[Excerpts from a dataset]
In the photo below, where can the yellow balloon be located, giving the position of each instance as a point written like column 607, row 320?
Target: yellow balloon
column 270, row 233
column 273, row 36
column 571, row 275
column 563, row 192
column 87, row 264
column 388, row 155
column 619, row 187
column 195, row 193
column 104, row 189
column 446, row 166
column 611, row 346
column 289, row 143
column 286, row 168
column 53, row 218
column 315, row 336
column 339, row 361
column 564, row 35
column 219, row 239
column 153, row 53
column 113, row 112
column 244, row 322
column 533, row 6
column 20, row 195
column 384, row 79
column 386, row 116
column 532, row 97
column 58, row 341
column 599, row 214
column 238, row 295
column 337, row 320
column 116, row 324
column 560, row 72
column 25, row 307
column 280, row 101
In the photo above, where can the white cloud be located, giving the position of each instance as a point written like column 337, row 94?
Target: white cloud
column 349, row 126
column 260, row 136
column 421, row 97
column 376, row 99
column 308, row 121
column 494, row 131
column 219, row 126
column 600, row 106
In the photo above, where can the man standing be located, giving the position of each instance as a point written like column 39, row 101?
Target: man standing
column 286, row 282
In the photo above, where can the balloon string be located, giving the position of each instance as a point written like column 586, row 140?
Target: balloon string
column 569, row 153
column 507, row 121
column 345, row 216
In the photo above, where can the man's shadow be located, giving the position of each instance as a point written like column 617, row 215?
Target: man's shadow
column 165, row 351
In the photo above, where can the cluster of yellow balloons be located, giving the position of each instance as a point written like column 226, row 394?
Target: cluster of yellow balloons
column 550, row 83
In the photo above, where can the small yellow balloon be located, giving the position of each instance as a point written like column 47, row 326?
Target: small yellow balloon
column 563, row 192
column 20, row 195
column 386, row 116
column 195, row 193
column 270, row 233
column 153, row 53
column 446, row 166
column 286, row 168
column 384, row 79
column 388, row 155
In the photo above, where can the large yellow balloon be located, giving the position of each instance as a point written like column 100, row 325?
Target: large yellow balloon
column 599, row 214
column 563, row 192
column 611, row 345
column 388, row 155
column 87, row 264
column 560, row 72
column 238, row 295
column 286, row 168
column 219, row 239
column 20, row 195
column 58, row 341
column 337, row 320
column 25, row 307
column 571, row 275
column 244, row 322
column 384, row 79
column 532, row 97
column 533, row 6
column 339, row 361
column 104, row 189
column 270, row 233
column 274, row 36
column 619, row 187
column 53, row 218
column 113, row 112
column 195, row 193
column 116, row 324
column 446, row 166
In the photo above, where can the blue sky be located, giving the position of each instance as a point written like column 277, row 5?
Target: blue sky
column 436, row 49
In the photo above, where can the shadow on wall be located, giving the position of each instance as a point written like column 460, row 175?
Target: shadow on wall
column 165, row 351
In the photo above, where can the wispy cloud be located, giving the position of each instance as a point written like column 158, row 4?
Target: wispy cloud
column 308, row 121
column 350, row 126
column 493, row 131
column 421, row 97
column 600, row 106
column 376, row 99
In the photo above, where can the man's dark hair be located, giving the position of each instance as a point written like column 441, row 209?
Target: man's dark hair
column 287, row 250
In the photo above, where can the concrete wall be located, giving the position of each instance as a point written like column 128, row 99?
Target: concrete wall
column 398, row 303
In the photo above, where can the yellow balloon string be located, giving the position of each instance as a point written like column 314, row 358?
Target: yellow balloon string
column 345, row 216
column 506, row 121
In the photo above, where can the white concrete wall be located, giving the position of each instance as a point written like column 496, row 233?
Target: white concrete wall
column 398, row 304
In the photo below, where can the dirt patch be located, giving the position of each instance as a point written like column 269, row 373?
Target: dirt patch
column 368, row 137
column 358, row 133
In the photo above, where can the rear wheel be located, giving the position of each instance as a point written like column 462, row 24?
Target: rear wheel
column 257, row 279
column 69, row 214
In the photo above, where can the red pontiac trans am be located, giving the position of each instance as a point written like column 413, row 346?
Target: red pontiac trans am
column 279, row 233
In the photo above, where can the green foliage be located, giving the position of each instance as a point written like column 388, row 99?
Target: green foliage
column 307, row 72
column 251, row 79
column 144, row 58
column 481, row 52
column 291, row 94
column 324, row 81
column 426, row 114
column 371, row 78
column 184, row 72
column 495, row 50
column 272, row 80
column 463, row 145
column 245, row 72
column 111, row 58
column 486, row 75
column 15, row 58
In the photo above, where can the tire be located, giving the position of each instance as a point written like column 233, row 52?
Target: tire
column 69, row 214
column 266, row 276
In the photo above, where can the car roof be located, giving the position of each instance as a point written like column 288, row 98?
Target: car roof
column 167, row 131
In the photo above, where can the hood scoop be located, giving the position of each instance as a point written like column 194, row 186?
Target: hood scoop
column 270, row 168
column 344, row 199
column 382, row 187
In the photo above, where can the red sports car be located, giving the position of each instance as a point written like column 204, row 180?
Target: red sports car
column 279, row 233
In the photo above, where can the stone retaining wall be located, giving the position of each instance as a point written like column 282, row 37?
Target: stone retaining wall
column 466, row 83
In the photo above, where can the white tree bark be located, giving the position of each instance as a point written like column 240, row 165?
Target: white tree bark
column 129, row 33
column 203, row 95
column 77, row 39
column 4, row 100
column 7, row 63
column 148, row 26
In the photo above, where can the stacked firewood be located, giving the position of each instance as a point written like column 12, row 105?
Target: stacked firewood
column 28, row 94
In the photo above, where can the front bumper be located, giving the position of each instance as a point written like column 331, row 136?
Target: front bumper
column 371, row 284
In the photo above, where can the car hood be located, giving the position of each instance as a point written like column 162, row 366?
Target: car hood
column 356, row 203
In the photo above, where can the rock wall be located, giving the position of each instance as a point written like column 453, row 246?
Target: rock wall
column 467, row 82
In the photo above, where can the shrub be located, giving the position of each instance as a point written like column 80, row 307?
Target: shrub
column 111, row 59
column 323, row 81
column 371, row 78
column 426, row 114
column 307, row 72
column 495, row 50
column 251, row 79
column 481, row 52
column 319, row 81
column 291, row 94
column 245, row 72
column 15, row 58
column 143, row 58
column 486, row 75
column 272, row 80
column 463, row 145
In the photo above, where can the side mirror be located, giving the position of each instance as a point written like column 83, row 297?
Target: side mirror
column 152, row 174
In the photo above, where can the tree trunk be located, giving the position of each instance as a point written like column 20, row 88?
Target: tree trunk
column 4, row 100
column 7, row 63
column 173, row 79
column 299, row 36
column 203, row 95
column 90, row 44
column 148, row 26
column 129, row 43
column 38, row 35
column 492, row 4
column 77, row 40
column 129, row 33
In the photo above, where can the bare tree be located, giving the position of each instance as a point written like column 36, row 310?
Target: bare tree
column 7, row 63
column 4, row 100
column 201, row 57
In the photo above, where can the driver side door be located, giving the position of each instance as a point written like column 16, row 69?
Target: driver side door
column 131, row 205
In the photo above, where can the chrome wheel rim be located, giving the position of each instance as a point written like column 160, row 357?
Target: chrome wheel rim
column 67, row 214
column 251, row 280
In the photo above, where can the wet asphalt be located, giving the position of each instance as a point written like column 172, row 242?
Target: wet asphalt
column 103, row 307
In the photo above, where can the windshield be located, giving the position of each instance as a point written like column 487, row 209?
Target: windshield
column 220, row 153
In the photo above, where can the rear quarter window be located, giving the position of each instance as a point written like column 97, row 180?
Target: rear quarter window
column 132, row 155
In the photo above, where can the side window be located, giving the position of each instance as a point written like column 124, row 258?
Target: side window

About this task
Set down every entry exactly as it appears.

Exercise answer
In the photo below, where can the yellow balloon be located, giving the position of each instance as a point written like column 607, row 320?
Target: yellow balloon
column 270, row 233
column 273, row 36
column 571, row 275
column 563, row 192
column 87, row 264
column 388, row 155
column 619, row 187
column 195, row 193
column 104, row 189
column 446, row 166
column 611, row 346
column 289, row 143
column 286, row 168
column 53, row 218
column 315, row 336
column 339, row 361
column 564, row 35
column 219, row 239
column 153, row 53
column 113, row 112
column 244, row 322
column 533, row 6
column 20, row 195
column 384, row 79
column 386, row 116
column 532, row 97
column 58, row 341
column 599, row 214
column 238, row 295
column 337, row 320
column 116, row 324
column 560, row 72
column 25, row 307
column 280, row 101
In the photo above, where can the white cloud be located, giving the position of each instance as a point written like column 337, row 94?
Target: white cloud
column 349, row 126
column 260, row 136
column 421, row 97
column 376, row 99
column 308, row 121
column 494, row 131
column 219, row 126
column 600, row 106
In the photo above, where can the man standing be located, giving the position of each instance as a point written like column 39, row 101?
Target: man standing
column 286, row 282
In the photo above, where can the balloon string be located, giving the position of each instance as a point written like column 586, row 140?
Target: balloon string
column 569, row 153
column 507, row 121
column 345, row 216
In the photo above, where can the man's shadow be located, giving the position of each instance as a point written like column 617, row 215?
Target: man's shadow
column 165, row 351
In the photo above, where can the cluster of yellow balloons be located, giving the position of each instance as a point written like column 226, row 394?
Target: cluster of yellow balloons
column 550, row 83
In the photo above, where can the small yellow balloon be located, giving the position of each instance as a point written like column 47, row 326?
Target: small yellow balloon
column 563, row 192
column 20, row 195
column 386, row 116
column 195, row 193
column 270, row 233
column 153, row 53
column 446, row 166
column 286, row 168
column 384, row 79
column 388, row 155
In the photo above, where can the large yellow balloon be located, giving the position of each instance as a point written like column 100, row 325?
Target: large yellow balloon
column 599, row 214
column 563, row 192
column 611, row 345
column 388, row 155
column 87, row 264
column 560, row 72
column 238, row 295
column 286, row 168
column 219, row 239
column 20, row 195
column 58, row 341
column 337, row 320
column 25, row 307
column 571, row 275
column 244, row 322
column 384, row 79
column 532, row 97
column 533, row 6
column 339, row 361
column 104, row 189
column 270, row 233
column 274, row 36
column 619, row 187
column 53, row 218
column 113, row 112
column 195, row 193
column 116, row 324
column 446, row 166
In the photo above, where can the blue sky be located, giving the position of each instance as a point written like column 277, row 5?
Target: blue sky
column 436, row 49
In the photo above, where can the shadow on wall be located, giving the position of each instance as a point written like column 460, row 175?
Target: shadow on wall
column 165, row 351
In the photo above, where can the wispy cloud be located, giving the position of each instance as a point written like column 158, row 4?
Target: wispy cloud
column 308, row 121
column 350, row 126
column 493, row 131
column 421, row 97
column 600, row 106
column 376, row 99
In the photo above, where can the man's dark hair be located, giving the position of each instance as a point written like column 441, row 209?
Target: man's dark hair
column 287, row 250
In the photo above, where can the concrete wall be located, giving the position of each instance as a point written like column 128, row 99?
Target: concrete wall
column 398, row 303
In the photo above, where can the yellow balloon string be located, giving the position of each instance as a point written like column 314, row 358?
Target: yellow balloon string
column 345, row 216
column 506, row 121
In the photo above, where can the white concrete wall be located, giving the position of each instance as a point written like column 496, row 233?
Target: white concrete wall
column 398, row 304
In the photo below, where can the dirt patch be located, giving the position of each instance as a point written like column 269, row 373?
Target: dirt patch
column 368, row 137
column 358, row 133
In the photo above, where can the rear wheel be located, giving the position of each instance as a point written like column 462, row 24?
Target: rear wheel
column 257, row 279
column 69, row 214
In the photo above, where can the red pontiac trans am be located, giving the position of each instance as a point written like column 413, row 346?
Target: red pontiac trans am
column 279, row 233
In the photo above, where can the green foliage be located, giving the position of each instance as a point written like column 388, row 99?
Target: green foliage
column 307, row 72
column 251, row 79
column 144, row 58
column 481, row 52
column 291, row 94
column 324, row 81
column 426, row 114
column 371, row 78
column 184, row 72
column 495, row 50
column 272, row 80
column 463, row 145
column 245, row 72
column 111, row 58
column 486, row 75
column 15, row 58
In the photo above, where can the tire be located, giving the position of each instance as a point written like column 233, row 52?
Target: tire
column 69, row 214
column 266, row 276
In the photo above, where can the car roof be located, giving the position of each instance as a point written like column 288, row 98?
Target: car roof
column 167, row 131
In the photo above, where can the hood scoop be located, giving the position of each instance as a point written like column 194, row 186?
Target: hood scoop
column 270, row 168
column 344, row 199
column 382, row 187
In the photo above, where can the red sports car be located, giving the position of each instance as a point written like column 204, row 180?
Target: red sports car
column 279, row 233
In the photo above, where can the stone retaining wall be located, giving the position of each instance as a point written like column 282, row 37?
Target: stone retaining wall
column 466, row 83
In the photo above, where can the white tree bark be located, giving the position of each instance as a point written like column 240, row 165?
Target: white tree bark
column 129, row 33
column 203, row 95
column 77, row 39
column 4, row 100
column 7, row 63
column 148, row 26
In the photo above, where can the stacked firewood be located, giving the position of each instance as a point written like column 12, row 105?
Target: stacked firewood
column 28, row 94
In the photo above, where can the front bumper be located, giving the position of each instance as a point written like column 331, row 136?
Target: front bumper
column 371, row 284
In the photo above, where can the car hood be located, giving the position of each instance as a point written like column 162, row 366?
Target: car hood
column 356, row 203
In the photo above, where can the rock wall be located, giving the position of each instance as a point written like column 453, row 246?
Target: rock wall
column 467, row 82
In the photo above, where can the shrub be located, giving the position of each instance as a point written like column 80, row 307?
Target: shrub
column 111, row 59
column 323, row 81
column 371, row 78
column 426, row 114
column 307, row 72
column 495, row 50
column 251, row 79
column 481, row 52
column 319, row 81
column 291, row 94
column 245, row 72
column 15, row 58
column 143, row 58
column 486, row 75
column 272, row 80
column 463, row 145
In the photo above, where can the side mirror be located, giving the position of each instance as a point written like column 83, row 297?
Target: side mirror
column 152, row 174
In the photo above, where can the tree trunk be located, giving the position of each instance as a point written like column 20, row 88?
Target: tree trunk
column 4, row 100
column 7, row 63
column 173, row 79
column 299, row 36
column 203, row 95
column 90, row 44
column 148, row 26
column 129, row 43
column 38, row 35
column 492, row 4
column 77, row 40
column 129, row 33
In the photo above, where can the bare tree be located, giving the position of each instance as a point written like column 36, row 310?
Target: bare tree
column 7, row 63
column 4, row 100
column 201, row 57
In the photo above, where can the driver side door be located, giving the position of each instance as a point written like column 16, row 69?
Target: driver side door
column 131, row 205
In the photo above, where can the chrome wheel rim be located, giving the position of each instance as a point written like column 160, row 357?
Target: chrome wheel rim
column 67, row 214
column 251, row 280
In the photo above, where can the wet asphalt be located, giving the position of each instance as a point written like column 172, row 242?
Target: wet asphalt
column 103, row 307
In the photo above, where can the windshield be located, giving the position of each instance as a point written like column 487, row 209?
Target: windshield
column 220, row 153
In the photo above, where can the rear quarter window be located, giving the position of each instance as a point written like column 97, row 180?
Target: rear quarter window
column 132, row 155
In the photo above, where can the side window be located, giving the position of each instance as a point written like column 124, row 258?
Target: side window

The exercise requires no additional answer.